→ **WHAT YOU NEED TO DO**:
Copy the records below line for line, with no changes. Leave out the pictures.

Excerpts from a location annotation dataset
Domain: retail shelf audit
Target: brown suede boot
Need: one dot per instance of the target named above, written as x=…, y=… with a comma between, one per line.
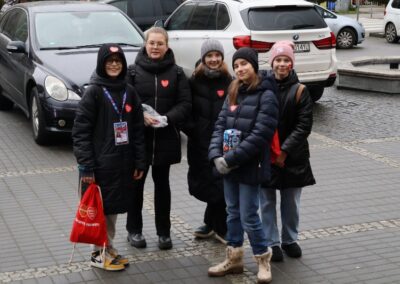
x=232, y=264
x=264, y=268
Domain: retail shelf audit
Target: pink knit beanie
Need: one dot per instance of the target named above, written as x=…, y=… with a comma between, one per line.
x=283, y=47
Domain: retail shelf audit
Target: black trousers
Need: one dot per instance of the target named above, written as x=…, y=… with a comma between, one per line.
x=162, y=202
x=215, y=217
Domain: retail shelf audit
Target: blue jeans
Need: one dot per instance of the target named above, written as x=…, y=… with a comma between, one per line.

→ **OUTPUT BELOW**:
Domain: retail shelf audit
Target: brown suede boot
Need: one dot per instance of the target named above, written as x=…, y=… with a comma between, one per line.
x=232, y=264
x=264, y=268
Domain: retail shelf audit
Target: pink knit beanie
Need: one dot per instance of the target named above, written as x=…, y=… with a comma between, one per line.
x=283, y=47
Domain: retail shelf audit
Target: black trousers
Need: one dot per instance of the target named above, written as x=…, y=… with a comma between, one per line.
x=162, y=202
x=215, y=217
Domain: retail shelf audit
Target: blue jeans
Need: one dot per instance of the target named above, written as x=…, y=… with a comma between, one per line.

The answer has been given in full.